Your goal:
In the passage on IP address assignment, how is the private IP address of the interface to the local network configured?

The IP interface 12 to the large network is assigned a public IP address, such as an IPv4 address, by an ISP, either by a DHCP negotiation (see for example Droms, R., <<Dynamic Host Configuration Protocol>>, RFC 2131, March 1997), by establishing a point-to-point link (PPP), or by any other mechanism depending on a type of link between the routing device 10 and the large network 12, as is well known in the art.
The IP interface to the local network 14 is assigned a private IP address, such as a private IPv4 address for example, as known in the art (see for example Rekhter, Y., <<Address Allocation for Local Internets>>, RFC 1918, February 1996). This private IP address of the IP interface to the local network 14 is statically configured and allows the device 16 on the local network 14 to communicate with the routing device 10, which would otherwise be impossible since both share a same public IPv4 address, as will be described further hereinbelow.
The device 16 on the local network 14 is assigned the same public IPv4 address as the routing device 10, by using DHCP, and is related to a subnet mask the same as the one assigned by the ISP. Alternatively, if this is not available, such as in the case of a PPP connection for instance, predefined subnet classes are used. The device 16 may be a router for example.

Dataset extract:
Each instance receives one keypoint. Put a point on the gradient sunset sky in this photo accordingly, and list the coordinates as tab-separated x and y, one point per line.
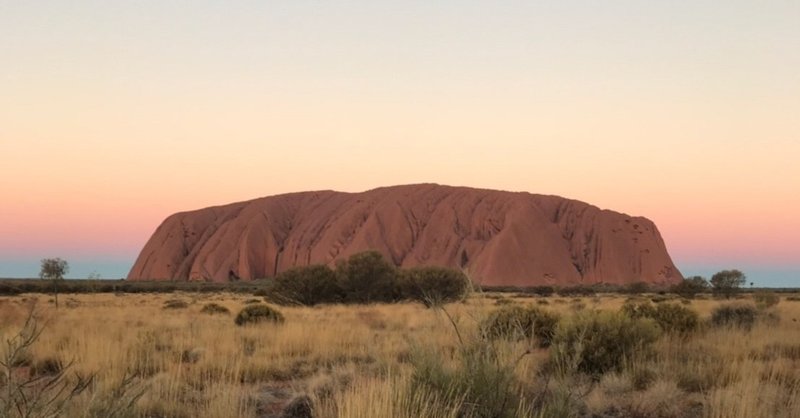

The answer:
It is statically configured.